### EXERCISE
Return all of the records below verbatim, line for line, leaving out the pictures.
** START DATA FOR THE TASK **
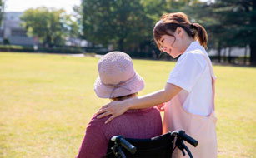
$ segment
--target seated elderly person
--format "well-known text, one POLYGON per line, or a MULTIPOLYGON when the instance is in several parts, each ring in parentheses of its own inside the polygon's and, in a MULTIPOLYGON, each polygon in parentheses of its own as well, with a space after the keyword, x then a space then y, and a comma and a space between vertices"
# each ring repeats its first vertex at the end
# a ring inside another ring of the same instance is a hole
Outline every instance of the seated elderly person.
MULTIPOLYGON (((135 72, 131 57, 124 52, 104 55, 98 68, 99 77, 95 81, 94 91, 98 97, 114 101, 137 97, 137 93, 144 87, 143 79, 135 72)), ((161 116, 155 107, 129 110, 105 124, 108 118, 93 116, 77 158, 104 157, 109 140, 116 135, 147 139, 162 134, 161 116)))

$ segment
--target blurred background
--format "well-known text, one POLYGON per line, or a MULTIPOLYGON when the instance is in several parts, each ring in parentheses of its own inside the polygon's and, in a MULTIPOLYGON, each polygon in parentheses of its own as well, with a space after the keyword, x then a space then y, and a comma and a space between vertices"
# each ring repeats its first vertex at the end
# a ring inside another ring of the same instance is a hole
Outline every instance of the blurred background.
POLYGON ((105 54, 173 60, 153 28, 161 15, 183 12, 208 33, 214 62, 256 65, 254 0, 0 0, 0 51, 105 54))

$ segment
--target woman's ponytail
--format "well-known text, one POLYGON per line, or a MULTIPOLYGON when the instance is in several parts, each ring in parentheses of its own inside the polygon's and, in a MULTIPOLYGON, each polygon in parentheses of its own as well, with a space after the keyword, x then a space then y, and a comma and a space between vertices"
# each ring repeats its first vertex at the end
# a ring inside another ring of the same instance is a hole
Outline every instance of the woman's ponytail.
POLYGON ((205 49, 207 49, 208 34, 206 30, 198 23, 193 23, 191 25, 197 32, 195 35, 195 39, 199 41, 200 45, 203 46, 205 49))

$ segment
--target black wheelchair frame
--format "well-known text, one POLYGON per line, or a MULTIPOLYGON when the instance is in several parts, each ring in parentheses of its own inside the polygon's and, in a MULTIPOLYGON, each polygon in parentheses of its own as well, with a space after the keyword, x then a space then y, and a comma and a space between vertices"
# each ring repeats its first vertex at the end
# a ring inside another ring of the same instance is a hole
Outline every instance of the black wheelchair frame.
POLYGON ((114 136, 108 143, 106 158, 170 158, 178 147, 183 156, 185 151, 193 156, 183 141, 196 147, 198 142, 183 131, 168 132, 151 139, 124 138, 114 136), (174 146, 175 144, 175 146, 174 146))

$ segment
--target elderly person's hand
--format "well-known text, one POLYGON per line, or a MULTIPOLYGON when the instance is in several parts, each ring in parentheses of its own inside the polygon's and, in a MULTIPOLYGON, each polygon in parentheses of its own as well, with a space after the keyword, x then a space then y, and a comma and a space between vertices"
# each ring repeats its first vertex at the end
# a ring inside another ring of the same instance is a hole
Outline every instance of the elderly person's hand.
POLYGON ((97 118, 103 118, 104 116, 112 115, 105 123, 110 122, 115 117, 121 116, 126 111, 128 110, 128 101, 130 99, 127 99, 124 101, 113 101, 103 106, 102 106, 98 111, 97 112, 97 118))
POLYGON ((158 106, 157 106, 158 109, 161 112, 164 111, 165 104, 166 104, 166 102, 163 102, 163 103, 159 104, 158 106))

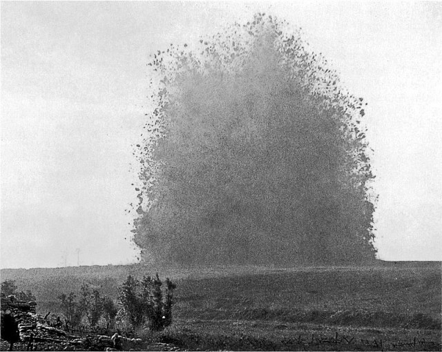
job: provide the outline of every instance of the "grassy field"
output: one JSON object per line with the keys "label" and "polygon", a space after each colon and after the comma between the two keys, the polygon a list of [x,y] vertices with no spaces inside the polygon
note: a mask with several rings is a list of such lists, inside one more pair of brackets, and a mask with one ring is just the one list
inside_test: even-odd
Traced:
{"label": "grassy field", "polygon": [[440,262],[367,266],[142,265],[2,270],[57,313],[58,294],[83,281],[116,297],[128,273],[177,284],[174,323],[155,336],[191,350],[441,350]]}

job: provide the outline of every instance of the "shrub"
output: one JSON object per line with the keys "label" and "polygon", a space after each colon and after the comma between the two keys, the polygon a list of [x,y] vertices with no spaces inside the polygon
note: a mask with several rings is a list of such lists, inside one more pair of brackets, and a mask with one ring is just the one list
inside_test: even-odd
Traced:
{"label": "shrub", "polygon": [[90,326],[95,327],[103,314],[103,299],[99,291],[95,289],[91,291],[87,283],[83,283],[81,290],[81,311],[86,315]]}
{"label": "shrub", "polygon": [[70,324],[72,327],[78,326],[83,317],[82,309],[75,300],[76,295],[73,292],[66,295],[65,293],[60,295],[58,298],[61,301],[61,309],[66,318],[67,324]]}
{"label": "shrub", "polygon": [[32,293],[28,290],[26,292],[21,291],[17,291],[18,287],[15,280],[7,280],[1,283],[1,297],[6,297],[9,295],[14,295],[19,301],[35,301],[35,296]]}
{"label": "shrub", "polygon": [[155,277],[144,277],[142,281],[128,275],[120,286],[120,303],[134,329],[148,321],[151,329],[158,331],[171,324],[176,286],[169,278],[165,283],[164,294],[157,273]]}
** END DATA FOR THE TASK **
### EXERCISE RESPONSE
$ segment
--target seated elderly person
--format "well-known text, one POLYGON per line, or a MULTIPOLYGON when the instance is in several parts, each ring in parentheses of its own inside the polygon's and, in a MULTIPOLYGON, each polygon in parentheses of its own as well, with a space after the keyword, x then a space then y, and a comma and a space between vertices"
# each ring repeats its first vertex at the end
# a ring inside another ring of the same instance is a hole
Outline every instance of the seated elderly person.
MULTIPOLYGON (((135 72, 131 57, 124 52, 104 55, 98 68, 99 77, 95 81, 94 91, 98 97, 114 101, 137 97, 137 93, 144 87, 143 79, 135 72)), ((161 116, 155 107, 129 110, 105 124, 108 118, 93 116, 77 158, 104 157, 109 140, 116 135, 147 139, 162 134, 161 116)))

$ segment
--target blurred background
--format "well-known text, one POLYGON per line, or a MULTIPOLYGON when the instance is in several parts, each ring in parentheses of its own inside the polygon's and, in a MULTIPOLYGON, each polygon in parentheses of its own as well, with a space after the keyword, x then a space then y, and a comma and a space between vertices"
# each ring repeats its first vertex at the end
# a ring inside another ring of the same instance is a hole
Outline every instance of the blurred background.
POLYGON ((105 54, 173 60, 153 28, 161 15, 183 12, 208 33, 214 62, 256 65, 254 0, 0 0, 0 51, 105 54))

$ segment
--target woman's ponytail
--format "well-known text, one POLYGON per line, or a MULTIPOLYGON when the instance is in several parts, each ring in parentheses of its own inside the polygon's and, in a MULTIPOLYGON, each polygon in parentheses of its own as well, with a space after the keyword, x then a space then y, and a comma and a space between vertices"
# each ring repeats its first vertex at the end
# a ring inside another ring of the same instance is a hole
Outline every instance of the woman's ponytail.
POLYGON ((205 49, 207 49, 208 34, 206 30, 198 23, 193 23, 191 25, 197 32, 195 35, 195 39, 199 41, 200 45, 203 46, 205 49))

$ segment
--target black wheelchair frame
--format "well-known text, one POLYGON per line, or a MULTIPOLYGON when the instance is in several parts, each ring in parentheses of its own inside the polygon's and, in a MULTIPOLYGON, each polygon in parentheses of its own as well, with a space after the keyword, x then a space then y, and a comma and a space between vertices"
# each ring repeats its first vertex at the end
# a ring inside another ring of the same instance is a hole
Outline every instance of the black wheelchair frame.
POLYGON ((114 136, 108 143, 106 158, 170 158, 178 147, 183 156, 185 151, 193 156, 183 141, 196 147, 198 142, 183 131, 168 132, 151 139, 124 138, 114 136), (174 146, 175 144, 175 146, 174 146))

$ segment
--target elderly person's hand
--format "well-known text, one POLYGON per line, or a MULTIPOLYGON when the instance is in several parts, each ring in parentheses of its own inside the polygon's and, in a MULTIPOLYGON, each polygon in parentheses of its own as well, with a space after the keyword, x then a space then y, and a comma and a space between vertices"
# each ring repeats its first vertex at the end
# a ring inside another ring of the same instance is a hole
Outline every instance of the elderly person's hand.
POLYGON ((97 118, 103 118, 104 116, 112 115, 105 123, 110 122, 115 117, 121 116, 126 111, 128 110, 128 101, 130 99, 127 99, 124 101, 113 101, 103 106, 102 106, 98 111, 97 112, 97 118))
POLYGON ((158 106, 157 106, 158 109, 161 112, 164 111, 165 104, 166 104, 166 102, 163 102, 163 103, 159 104, 158 106))

job: provide the outline of every instance of the "grassy field"
output: one JSON object per line with the keys "label" and "polygon", a space after each colon and after the comma between the two keys, the polygon a list of [x,y] vertices with no spaces inside the polygon
note: a mask with several rings is a list of such lists, inside one more pair of brackets, and a mask with one ring is just the one list
inside_test: even-odd
Traced:
{"label": "grassy field", "polygon": [[440,262],[367,266],[142,265],[2,270],[57,313],[58,294],[83,281],[116,297],[128,273],[177,284],[174,323],[155,336],[191,350],[441,350]]}

job: provide the outline of every instance of the "shrub"
output: one JSON object per line with the keys "label" and "polygon", a space after each colon and after the comma between the two keys, the polygon a list of [x,y] vertices with no spaces inside the polygon
note: a mask with several rings is a list of such lists, inside one more pair of brackets, and a mask with one ring is just the one list
inside_test: even-odd
Traced:
{"label": "shrub", "polygon": [[90,326],[95,327],[103,314],[103,299],[99,291],[95,289],[91,291],[87,283],[83,283],[81,290],[81,311],[86,315]]}
{"label": "shrub", "polygon": [[70,324],[72,327],[78,326],[83,317],[82,309],[75,300],[76,295],[73,292],[66,295],[65,293],[60,295],[58,298],[61,301],[61,309],[66,318],[67,324]]}
{"label": "shrub", "polygon": [[32,293],[28,290],[26,292],[21,291],[17,291],[18,287],[15,280],[7,280],[1,283],[1,297],[6,297],[9,295],[14,295],[19,301],[35,301],[35,296]]}
{"label": "shrub", "polygon": [[155,277],[144,277],[142,281],[128,275],[120,286],[120,303],[134,329],[148,321],[151,329],[158,331],[171,324],[176,286],[169,278],[165,283],[164,294],[157,273]]}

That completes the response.